• GOAL OF THE EXERCISE:
Give back the data below exactly as it was given.

• SUPPLIED INFORMATION:

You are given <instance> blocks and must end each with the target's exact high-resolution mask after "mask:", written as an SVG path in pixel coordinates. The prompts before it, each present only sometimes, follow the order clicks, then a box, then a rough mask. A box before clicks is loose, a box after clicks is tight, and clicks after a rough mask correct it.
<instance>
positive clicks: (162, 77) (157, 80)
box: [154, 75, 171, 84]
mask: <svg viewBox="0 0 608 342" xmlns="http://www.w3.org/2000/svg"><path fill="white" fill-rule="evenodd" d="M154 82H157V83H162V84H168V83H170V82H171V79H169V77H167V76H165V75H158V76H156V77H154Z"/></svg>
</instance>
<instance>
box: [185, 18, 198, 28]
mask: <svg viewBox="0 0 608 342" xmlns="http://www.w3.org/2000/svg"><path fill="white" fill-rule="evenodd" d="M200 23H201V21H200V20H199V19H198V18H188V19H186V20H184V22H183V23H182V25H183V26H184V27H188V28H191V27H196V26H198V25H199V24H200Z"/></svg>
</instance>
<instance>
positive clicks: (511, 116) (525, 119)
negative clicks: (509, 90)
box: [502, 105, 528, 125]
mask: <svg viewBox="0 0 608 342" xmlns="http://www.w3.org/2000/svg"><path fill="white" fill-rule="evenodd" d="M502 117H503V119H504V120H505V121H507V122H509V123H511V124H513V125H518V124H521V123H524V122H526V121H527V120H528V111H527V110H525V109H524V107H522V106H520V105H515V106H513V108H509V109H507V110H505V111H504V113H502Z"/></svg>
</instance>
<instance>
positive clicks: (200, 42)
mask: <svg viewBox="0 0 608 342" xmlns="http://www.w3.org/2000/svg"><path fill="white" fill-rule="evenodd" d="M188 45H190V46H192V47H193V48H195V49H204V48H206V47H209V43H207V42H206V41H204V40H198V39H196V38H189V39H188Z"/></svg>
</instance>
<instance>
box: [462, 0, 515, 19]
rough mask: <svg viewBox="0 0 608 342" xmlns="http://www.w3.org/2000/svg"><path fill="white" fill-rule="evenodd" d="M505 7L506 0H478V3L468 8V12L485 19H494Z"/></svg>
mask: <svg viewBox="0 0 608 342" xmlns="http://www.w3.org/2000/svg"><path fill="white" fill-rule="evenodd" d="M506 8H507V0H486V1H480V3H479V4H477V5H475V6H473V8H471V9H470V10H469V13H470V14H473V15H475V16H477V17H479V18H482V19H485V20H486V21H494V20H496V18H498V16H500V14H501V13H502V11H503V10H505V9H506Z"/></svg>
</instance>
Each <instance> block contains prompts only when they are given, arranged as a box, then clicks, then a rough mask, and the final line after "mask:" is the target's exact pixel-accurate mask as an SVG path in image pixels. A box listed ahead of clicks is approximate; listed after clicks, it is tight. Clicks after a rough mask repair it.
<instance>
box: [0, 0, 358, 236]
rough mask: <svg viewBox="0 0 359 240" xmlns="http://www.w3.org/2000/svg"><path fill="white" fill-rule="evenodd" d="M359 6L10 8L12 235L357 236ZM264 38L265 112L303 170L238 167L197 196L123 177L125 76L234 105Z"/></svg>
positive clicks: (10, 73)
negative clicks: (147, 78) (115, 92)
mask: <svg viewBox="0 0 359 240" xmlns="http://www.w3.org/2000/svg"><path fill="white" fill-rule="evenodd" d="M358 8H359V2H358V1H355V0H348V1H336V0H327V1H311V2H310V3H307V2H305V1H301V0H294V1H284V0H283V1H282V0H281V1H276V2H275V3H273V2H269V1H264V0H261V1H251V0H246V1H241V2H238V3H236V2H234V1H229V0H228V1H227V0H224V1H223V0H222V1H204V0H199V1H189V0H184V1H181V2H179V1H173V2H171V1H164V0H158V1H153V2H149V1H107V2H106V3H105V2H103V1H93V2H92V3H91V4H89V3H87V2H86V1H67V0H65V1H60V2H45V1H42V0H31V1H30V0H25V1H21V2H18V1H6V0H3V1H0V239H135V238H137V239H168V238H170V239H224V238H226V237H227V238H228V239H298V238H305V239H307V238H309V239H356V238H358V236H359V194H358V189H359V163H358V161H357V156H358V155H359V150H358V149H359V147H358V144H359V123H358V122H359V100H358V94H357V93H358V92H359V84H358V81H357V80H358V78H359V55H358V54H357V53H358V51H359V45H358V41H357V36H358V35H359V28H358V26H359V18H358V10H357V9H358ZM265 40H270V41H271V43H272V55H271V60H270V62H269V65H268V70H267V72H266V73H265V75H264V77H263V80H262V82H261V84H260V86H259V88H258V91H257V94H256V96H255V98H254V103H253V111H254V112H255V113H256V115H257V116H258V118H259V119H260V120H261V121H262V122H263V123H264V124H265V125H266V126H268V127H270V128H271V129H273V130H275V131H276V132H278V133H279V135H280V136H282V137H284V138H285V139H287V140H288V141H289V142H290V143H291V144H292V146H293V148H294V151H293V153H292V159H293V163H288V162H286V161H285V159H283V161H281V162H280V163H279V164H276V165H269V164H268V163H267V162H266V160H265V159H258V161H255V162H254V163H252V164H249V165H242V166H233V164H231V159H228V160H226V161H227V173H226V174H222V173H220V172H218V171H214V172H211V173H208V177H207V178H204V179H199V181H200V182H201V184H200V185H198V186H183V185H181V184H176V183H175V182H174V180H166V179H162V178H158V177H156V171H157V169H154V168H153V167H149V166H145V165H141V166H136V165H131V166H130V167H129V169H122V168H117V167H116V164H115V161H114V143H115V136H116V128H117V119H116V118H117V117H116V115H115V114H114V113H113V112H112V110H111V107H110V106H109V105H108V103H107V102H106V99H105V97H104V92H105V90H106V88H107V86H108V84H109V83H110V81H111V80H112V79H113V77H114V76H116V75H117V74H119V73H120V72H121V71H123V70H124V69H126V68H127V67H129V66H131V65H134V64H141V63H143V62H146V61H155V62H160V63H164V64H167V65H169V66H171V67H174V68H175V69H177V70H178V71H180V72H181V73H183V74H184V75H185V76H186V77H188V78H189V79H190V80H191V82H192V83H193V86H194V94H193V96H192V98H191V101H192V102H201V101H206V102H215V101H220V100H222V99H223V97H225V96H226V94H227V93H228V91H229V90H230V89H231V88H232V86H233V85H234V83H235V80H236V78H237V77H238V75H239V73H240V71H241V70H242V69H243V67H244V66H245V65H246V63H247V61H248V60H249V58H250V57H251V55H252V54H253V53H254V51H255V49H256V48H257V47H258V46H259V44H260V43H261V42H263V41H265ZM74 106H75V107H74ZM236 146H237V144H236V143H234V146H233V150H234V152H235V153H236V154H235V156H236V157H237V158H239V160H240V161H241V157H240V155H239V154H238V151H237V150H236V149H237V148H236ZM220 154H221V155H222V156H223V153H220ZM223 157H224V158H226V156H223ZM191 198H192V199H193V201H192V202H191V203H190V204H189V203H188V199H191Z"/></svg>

• TASK RESPONSE:
You are given <instance> blocks and must end each with the target's exact high-resolution mask after "mask:", written as an SVG path in pixel coordinates. The prompts before it, each present only sometimes, follow the order clicks, then a box, then a rough mask. A box before clicks is loose, a box after clicks is tight, and clicks after a rough mask correct it.
<instance>
positive clicks: (162, 77) (157, 80)
box: [154, 75, 171, 84]
mask: <svg viewBox="0 0 608 342" xmlns="http://www.w3.org/2000/svg"><path fill="white" fill-rule="evenodd" d="M154 82H157V83H162V84H168V83H170V82H171V79H169V77H167V76H165V75H158V76H156V77H154Z"/></svg>
</instance>
<instance>
box: [185, 18, 198, 28]
mask: <svg viewBox="0 0 608 342" xmlns="http://www.w3.org/2000/svg"><path fill="white" fill-rule="evenodd" d="M200 23H201V21H200V20H199V19H198V18H188V19H186V20H184V22H183V23H182V25H183V26H184V27H188V28H191V27H196V26H198V25H199V24H200Z"/></svg>
</instance>
<instance>
positive clicks: (511, 116) (525, 119)
negative clicks: (509, 90)
box: [502, 105, 528, 125]
mask: <svg viewBox="0 0 608 342" xmlns="http://www.w3.org/2000/svg"><path fill="white" fill-rule="evenodd" d="M502 117H503V119H504V120H505V121H507V122H509V123H511V124H513V125H518V124H521V123H524V122H526V121H527V120H528V111H527V110H525V109H524V107H522V106H520V105H515V106H513V108H509V109H507V110H505V111H504V113H502Z"/></svg>
</instance>
<instance>
positive clicks: (200, 42)
mask: <svg viewBox="0 0 608 342" xmlns="http://www.w3.org/2000/svg"><path fill="white" fill-rule="evenodd" d="M188 45H190V46H192V47H193V48H195V49H204V48H206V47H209V43H207V42H206V41H204V40H198V39H196V38H189V39H188Z"/></svg>
</instance>
<instance>
box: [462, 0, 515, 19]
rough mask: <svg viewBox="0 0 608 342" xmlns="http://www.w3.org/2000/svg"><path fill="white" fill-rule="evenodd" d="M505 7L506 0H478V3L468 8V12L485 19H494Z"/></svg>
mask: <svg viewBox="0 0 608 342" xmlns="http://www.w3.org/2000/svg"><path fill="white" fill-rule="evenodd" d="M506 8H507V0H486V1H480V3H479V4H477V5H475V6H473V8H471V9H470V10H469V13H470V14H473V15H475V16H477V17H479V18H482V19H485V20H486V21H494V20H496V18H498V16H500V14H501V13H502V11H503V10H505V9H506Z"/></svg>
</instance>
Each <instance> block contains prompts only when they are given, arranged as a box, then clicks, then a rough mask, and the final line after "mask:" is the target's exact pixel-accurate mask as an SVG path in image pixels. A box listed ahead of clicks is approximate; listed after clicks, it is tight. Clicks after a rough mask repair it.
<instance>
box: [0, 0, 358, 236]
rough mask: <svg viewBox="0 0 359 240" xmlns="http://www.w3.org/2000/svg"><path fill="white" fill-rule="evenodd" d="M359 6L10 8L12 235L357 236ZM264 38L265 112L303 170L238 167L197 196L123 177L125 76L234 105Z"/></svg>
positive clicks: (10, 73)
negative clicks: (147, 78) (115, 92)
mask: <svg viewBox="0 0 359 240" xmlns="http://www.w3.org/2000/svg"><path fill="white" fill-rule="evenodd" d="M358 8H359V2H358V1H355V0H348V1H336V0H327V1H311V2H310V3H307V2H305V1H301V0H294V1H284V0H283V1H282V0H281V1H276V2H275V3H273V2H269V1H264V0H261V1H251V0H246V1H241V2H238V3H236V2H234V1H229V0H228V1H227V0H224V1H223V0H222V1H204V0H199V1H189V0H184V1H181V2H179V1H173V2H171V1H164V0H158V1H153V2H149V1H107V2H106V3H105V2H103V1H93V2H92V3H91V4H89V3H87V2H86V1H67V0H65V1H60V2H45V1H42V0H31V1H30V0H25V1H21V2H18V1H6V0H3V1H0V239H135V238H137V239H168V238H170V239H224V238H226V237H227V238H228V239H298V238H305V239H307V238H309V239H356V238H358V236H359V194H358V189H359V163H358V161H357V156H358V155H359V150H358V149H359V147H358V144H359V123H358V122H359V100H358V94H357V93H358V92H359V84H358V81H357V80H358V78H359V55H358V54H357V53H358V51H359V45H358V41H357V36H358V35H359V28H358V26H359V18H358V10H357V9H358ZM265 40H270V41H271V43H272V55H271V60H270V62H269V65H268V70H267V72H266V73H265V75H264V77H263V80H262V82H261V84H260V86H259V88H258V91H257V94H256V96H255V98H254V103H253V111H254V112H255V113H256V115H257V116H258V118H259V119H260V120H261V121H262V122H263V123H264V124H265V125H266V126H268V127H270V128H271V129H273V130H275V131H276V132H278V133H279V135H280V136H282V137H284V138H285V139H287V140H288V141H289V142H290V143H291V144H292V146H293V148H294V151H293V153H292V159H293V163H288V162H286V161H285V159H283V161H281V162H280V163H279V164H276V165H269V164H268V163H267V162H266V160H265V159H258V161H255V162H254V163H252V164H249V165H242V166H233V164H231V159H228V160H226V161H227V173H226V174H222V173H220V172H218V171H214V172H211V173H208V177H207V178H204V179H199V181H200V182H201V184H200V185H198V186H183V185H181V184H176V183H175V182H174V180H166V179H162V178H158V177H156V171H157V169H154V168H153V167H149V166H145V165H141V166H136V165H131V166H130V167H129V169H122V168H117V167H116V164H115V161H114V143H115V136H116V128H117V119H116V118H117V117H116V115H115V114H114V113H113V112H112V110H111V107H110V106H109V105H108V103H107V102H106V99H105V97H104V92H105V90H106V88H107V86H108V84H109V83H110V81H111V80H112V79H113V77H114V76H116V75H117V74H119V73H120V72H121V71H123V70H124V69H126V68H127V67H129V66H131V65H134V64H141V63H143V62H146V61H155V62H160V63H164V64H167V65H169V66H171V67H174V68H175V69H177V70H178V71H180V72H181V73H183V74H184V75H185V76H186V77H188V78H189V79H190V80H191V82H192V83H193V86H194V94H193V96H192V98H191V101H192V102H201V101H206V102H215V101H220V100H222V99H223V97H225V96H226V94H227V93H228V91H229V90H230V89H231V88H232V86H233V85H234V83H235V80H236V78H237V77H238V75H239V73H240V71H241V70H242V69H243V67H244V66H245V65H246V63H247V61H248V60H249V58H250V57H251V55H252V54H253V53H254V51H255V49H256V48H257V47H258V46H259V44H260V43H261V42H263V41H265ZM74 106H75V107H74ZM236 146H237V144H236V143H234V146H233V150H234V152H235V153H236V154H235V156H236V157H237V158H239V160H240V161H241V157H240V155H239V154H238V151H237V150H236V149H237V148H236ZM220 154H221V155H222V156H223V153H220ZM223 157H224V158H226V156H223ZM191 198H192V199H193V201H192V202H191V203H190V204H189V203H188V199H191Z"/></svg>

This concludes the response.